**WHAT TO PRODUCE**
Transcribe the material below line for line, starting with its first line and going on through the line that contains "column 555, row 475".

[Data entries]
+-------+

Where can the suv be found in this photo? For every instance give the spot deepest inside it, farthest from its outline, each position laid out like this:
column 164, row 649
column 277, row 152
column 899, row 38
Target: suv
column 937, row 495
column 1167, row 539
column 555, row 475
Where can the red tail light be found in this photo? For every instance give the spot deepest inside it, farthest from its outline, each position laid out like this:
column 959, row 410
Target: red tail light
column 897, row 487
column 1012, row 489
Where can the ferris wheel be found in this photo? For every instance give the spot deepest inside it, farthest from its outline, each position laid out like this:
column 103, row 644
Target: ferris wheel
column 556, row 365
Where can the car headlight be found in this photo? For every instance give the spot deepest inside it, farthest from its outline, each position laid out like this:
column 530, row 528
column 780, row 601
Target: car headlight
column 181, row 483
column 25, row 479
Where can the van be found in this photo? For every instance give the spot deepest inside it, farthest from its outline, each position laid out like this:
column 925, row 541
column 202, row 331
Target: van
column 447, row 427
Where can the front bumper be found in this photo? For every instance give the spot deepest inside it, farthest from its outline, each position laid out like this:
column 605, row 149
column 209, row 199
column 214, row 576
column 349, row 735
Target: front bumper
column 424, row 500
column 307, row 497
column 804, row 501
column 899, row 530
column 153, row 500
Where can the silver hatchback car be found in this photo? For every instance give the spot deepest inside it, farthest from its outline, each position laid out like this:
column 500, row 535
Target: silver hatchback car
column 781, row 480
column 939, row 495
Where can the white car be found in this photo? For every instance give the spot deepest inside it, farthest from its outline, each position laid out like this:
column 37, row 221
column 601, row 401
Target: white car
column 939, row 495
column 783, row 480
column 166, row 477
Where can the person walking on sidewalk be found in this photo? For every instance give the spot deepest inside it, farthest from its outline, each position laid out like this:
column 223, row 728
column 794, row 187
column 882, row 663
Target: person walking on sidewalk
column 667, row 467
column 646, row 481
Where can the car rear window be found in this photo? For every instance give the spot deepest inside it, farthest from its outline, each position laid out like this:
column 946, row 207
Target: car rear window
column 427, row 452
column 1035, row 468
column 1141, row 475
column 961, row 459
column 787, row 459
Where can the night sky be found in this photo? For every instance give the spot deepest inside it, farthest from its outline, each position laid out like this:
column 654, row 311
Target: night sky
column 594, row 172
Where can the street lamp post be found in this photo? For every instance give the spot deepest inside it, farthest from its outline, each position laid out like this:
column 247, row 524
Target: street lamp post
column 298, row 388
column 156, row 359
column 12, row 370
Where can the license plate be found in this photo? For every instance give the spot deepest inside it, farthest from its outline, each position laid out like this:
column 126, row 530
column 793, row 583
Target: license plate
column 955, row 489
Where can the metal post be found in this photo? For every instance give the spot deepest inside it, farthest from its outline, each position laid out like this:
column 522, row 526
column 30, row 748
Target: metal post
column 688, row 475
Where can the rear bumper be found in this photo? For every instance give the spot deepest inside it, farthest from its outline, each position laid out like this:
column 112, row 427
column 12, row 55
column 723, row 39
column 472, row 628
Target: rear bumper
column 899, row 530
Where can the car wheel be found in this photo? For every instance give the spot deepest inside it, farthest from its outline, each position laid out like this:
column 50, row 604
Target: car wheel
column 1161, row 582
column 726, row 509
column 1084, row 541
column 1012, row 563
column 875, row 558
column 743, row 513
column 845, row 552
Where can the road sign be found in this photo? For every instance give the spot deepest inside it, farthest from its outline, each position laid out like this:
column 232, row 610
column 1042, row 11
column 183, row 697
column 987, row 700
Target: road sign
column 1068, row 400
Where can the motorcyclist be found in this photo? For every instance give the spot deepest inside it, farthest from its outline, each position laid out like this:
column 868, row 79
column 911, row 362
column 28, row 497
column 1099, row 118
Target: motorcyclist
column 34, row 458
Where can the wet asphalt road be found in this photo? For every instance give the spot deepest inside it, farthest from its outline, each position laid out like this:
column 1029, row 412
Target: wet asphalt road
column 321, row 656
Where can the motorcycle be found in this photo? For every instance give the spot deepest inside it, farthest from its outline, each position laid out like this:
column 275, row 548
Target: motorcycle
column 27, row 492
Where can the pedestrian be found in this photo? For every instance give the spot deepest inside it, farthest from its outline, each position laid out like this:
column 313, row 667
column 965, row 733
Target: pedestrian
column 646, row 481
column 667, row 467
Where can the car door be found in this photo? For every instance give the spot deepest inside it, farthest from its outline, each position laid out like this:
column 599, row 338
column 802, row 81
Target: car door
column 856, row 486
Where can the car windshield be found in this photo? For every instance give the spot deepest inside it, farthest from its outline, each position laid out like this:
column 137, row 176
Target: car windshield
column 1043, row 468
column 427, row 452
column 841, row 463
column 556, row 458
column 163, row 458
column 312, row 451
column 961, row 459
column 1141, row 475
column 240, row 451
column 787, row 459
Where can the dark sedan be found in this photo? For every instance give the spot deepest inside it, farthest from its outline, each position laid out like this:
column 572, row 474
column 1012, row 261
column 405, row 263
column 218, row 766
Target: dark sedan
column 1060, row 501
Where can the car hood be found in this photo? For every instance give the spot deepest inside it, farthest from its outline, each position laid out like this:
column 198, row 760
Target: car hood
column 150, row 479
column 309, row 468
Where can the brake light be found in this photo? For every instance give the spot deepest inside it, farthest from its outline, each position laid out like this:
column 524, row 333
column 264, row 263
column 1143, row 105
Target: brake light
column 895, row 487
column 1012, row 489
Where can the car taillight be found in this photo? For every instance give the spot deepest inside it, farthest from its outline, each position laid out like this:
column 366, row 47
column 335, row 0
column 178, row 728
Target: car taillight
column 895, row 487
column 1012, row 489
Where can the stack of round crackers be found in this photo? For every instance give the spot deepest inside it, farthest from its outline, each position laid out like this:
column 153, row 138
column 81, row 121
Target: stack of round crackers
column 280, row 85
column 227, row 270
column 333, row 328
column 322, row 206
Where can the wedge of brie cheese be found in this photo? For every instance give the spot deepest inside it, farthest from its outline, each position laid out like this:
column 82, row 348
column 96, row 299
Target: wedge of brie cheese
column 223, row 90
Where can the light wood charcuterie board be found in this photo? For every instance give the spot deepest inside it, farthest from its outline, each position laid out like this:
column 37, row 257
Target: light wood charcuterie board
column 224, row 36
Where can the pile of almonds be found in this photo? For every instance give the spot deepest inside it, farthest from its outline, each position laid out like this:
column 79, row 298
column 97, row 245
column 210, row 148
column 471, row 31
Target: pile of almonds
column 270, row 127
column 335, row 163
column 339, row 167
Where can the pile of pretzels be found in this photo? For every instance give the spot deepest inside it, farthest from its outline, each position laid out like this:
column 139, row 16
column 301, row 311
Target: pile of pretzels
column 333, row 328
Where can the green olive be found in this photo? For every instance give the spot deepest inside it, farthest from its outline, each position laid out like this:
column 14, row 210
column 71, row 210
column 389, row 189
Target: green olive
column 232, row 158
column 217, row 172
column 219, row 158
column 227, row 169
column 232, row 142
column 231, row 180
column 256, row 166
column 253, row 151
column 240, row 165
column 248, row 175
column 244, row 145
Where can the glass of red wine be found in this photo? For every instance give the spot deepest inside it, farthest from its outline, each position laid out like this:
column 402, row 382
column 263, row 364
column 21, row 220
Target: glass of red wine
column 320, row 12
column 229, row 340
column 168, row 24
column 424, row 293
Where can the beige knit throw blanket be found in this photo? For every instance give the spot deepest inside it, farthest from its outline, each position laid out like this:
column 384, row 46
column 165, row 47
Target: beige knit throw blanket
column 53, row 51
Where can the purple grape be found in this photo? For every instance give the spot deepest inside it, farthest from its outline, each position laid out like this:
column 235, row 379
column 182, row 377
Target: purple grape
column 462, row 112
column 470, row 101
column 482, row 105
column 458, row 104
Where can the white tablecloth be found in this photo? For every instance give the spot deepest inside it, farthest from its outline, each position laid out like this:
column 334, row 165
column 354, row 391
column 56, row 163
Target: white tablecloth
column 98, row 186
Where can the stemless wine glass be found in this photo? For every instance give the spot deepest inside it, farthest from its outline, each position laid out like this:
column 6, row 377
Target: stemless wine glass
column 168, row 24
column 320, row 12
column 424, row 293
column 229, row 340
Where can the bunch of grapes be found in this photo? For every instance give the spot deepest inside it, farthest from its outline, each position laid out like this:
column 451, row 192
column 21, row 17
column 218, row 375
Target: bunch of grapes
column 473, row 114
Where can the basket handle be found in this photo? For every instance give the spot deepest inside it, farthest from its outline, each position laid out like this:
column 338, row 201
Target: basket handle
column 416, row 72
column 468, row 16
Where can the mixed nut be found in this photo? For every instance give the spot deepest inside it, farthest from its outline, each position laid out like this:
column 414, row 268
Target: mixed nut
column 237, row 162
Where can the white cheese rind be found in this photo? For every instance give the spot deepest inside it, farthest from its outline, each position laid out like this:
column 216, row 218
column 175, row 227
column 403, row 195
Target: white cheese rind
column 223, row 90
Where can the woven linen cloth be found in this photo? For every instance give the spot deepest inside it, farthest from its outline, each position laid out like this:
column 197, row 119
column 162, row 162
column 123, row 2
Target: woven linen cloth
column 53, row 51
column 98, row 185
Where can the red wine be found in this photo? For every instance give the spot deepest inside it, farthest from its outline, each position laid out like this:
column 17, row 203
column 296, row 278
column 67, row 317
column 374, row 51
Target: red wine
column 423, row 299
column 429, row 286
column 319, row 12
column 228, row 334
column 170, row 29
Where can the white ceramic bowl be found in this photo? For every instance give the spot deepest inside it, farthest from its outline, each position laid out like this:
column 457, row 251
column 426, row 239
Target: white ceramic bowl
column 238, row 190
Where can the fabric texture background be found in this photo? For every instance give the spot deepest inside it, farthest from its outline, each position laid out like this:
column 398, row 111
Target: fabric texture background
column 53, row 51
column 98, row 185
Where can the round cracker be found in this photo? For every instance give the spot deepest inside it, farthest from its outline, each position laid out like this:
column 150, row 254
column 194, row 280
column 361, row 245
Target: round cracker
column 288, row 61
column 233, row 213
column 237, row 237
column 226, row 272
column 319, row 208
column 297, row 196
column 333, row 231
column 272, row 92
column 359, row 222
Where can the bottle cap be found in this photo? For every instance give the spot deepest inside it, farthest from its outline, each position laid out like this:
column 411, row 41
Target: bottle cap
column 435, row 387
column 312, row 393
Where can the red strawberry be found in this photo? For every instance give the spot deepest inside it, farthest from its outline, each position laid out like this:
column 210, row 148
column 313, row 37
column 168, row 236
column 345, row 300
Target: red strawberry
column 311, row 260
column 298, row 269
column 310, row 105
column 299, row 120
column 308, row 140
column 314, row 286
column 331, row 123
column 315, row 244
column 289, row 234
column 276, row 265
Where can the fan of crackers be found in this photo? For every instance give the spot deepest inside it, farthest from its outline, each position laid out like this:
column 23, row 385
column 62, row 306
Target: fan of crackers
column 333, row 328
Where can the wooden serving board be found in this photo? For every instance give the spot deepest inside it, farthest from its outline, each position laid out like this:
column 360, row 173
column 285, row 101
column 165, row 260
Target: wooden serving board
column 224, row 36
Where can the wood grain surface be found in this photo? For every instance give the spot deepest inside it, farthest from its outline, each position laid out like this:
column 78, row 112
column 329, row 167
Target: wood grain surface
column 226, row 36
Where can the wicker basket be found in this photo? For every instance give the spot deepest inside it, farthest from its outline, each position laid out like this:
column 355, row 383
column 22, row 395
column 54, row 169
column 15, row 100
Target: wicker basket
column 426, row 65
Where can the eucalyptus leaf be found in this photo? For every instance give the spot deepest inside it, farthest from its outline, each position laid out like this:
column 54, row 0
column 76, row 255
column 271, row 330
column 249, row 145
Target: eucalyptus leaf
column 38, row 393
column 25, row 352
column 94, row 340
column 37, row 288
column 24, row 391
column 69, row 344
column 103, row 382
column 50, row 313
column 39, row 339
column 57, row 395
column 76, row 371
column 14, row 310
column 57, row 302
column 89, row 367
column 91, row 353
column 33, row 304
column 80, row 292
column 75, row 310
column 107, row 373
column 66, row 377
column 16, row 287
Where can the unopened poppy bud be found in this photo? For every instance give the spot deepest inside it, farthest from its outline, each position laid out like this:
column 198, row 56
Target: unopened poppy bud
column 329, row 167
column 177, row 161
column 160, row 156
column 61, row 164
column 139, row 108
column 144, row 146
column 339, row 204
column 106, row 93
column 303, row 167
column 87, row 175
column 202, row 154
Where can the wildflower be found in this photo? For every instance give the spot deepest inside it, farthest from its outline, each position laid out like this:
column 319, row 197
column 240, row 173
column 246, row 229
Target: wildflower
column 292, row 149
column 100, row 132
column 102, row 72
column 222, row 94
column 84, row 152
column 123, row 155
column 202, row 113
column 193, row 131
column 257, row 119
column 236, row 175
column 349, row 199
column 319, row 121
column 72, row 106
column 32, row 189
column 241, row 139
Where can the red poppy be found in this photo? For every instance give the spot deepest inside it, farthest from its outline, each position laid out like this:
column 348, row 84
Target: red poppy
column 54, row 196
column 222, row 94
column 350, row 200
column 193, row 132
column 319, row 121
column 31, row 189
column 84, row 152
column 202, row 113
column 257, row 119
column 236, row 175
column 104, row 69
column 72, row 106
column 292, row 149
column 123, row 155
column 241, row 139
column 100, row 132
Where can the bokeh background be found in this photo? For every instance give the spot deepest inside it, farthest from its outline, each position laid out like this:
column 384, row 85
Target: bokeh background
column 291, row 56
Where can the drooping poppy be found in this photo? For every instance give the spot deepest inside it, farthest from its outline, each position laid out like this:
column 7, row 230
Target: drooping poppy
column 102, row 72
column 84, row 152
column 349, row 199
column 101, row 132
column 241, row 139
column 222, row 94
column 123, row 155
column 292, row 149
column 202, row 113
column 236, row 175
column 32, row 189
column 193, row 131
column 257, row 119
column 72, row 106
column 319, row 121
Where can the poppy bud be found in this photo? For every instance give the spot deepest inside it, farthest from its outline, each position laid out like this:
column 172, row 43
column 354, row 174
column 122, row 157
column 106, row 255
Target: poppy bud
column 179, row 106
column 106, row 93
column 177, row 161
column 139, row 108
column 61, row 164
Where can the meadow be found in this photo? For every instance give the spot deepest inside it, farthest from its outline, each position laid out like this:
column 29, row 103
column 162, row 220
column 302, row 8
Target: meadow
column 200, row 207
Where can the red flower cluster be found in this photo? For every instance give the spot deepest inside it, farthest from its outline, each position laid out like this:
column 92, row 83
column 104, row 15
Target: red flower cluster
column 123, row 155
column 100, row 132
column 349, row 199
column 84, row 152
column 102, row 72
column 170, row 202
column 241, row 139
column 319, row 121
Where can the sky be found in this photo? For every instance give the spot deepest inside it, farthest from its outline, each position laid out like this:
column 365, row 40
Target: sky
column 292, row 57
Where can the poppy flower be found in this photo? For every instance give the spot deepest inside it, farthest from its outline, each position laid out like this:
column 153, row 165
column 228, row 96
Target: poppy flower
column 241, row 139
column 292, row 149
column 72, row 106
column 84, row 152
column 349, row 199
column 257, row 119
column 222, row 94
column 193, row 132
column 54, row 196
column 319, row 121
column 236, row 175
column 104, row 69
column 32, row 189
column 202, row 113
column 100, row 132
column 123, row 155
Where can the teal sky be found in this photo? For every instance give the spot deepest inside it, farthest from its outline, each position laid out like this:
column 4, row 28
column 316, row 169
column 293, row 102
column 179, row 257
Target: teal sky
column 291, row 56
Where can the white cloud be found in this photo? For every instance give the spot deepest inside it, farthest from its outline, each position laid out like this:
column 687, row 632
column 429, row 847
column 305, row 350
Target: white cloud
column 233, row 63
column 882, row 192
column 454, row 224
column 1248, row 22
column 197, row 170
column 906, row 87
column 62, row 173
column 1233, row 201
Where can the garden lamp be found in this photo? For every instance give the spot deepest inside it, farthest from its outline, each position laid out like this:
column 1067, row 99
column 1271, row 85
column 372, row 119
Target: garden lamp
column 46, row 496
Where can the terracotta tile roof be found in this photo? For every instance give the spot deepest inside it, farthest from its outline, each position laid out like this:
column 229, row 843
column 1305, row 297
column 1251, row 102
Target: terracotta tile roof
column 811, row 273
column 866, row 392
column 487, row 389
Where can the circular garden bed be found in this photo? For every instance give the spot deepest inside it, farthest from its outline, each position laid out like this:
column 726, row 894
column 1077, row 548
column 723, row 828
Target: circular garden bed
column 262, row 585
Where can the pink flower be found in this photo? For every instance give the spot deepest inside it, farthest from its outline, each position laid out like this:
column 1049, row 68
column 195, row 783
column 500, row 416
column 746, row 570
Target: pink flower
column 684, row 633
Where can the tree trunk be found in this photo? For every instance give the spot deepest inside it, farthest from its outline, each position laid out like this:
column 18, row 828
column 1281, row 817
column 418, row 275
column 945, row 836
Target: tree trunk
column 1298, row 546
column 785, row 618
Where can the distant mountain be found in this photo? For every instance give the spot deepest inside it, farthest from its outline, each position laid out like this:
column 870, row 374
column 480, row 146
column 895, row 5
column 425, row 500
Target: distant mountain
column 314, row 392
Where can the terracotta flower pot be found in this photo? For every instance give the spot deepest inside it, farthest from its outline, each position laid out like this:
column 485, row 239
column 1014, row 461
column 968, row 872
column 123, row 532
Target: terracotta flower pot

+-------+

**RESPONSE BELOW**
Where can the suv be found in this photo? For every instance give the spot deepest inside it, farthest from its outline, each position laid out like this:
column 164, row 649
column 277, row 152
column 899, row 38
Target: suv
column 937, row 495
column 1167, row 539
column 555, row 475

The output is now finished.